*EXERCISE*:
Return every line of the data below verbatim, with no changes of any kind.

▶

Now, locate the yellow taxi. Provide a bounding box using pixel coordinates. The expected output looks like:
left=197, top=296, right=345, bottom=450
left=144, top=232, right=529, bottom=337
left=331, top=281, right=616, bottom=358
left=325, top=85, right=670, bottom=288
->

◀

*EXERCISE RESULT*:
Now, locate the yellow taxi. Provide a bounding box using pixel coordinates. The expected output looks like:
left=197, top=296, right=345, bottom=450
left=144, top=232, right=529, bottom=337
left=331, top=281, right=616, bottom=358
left=325, top=85, right=670, bottom=288
->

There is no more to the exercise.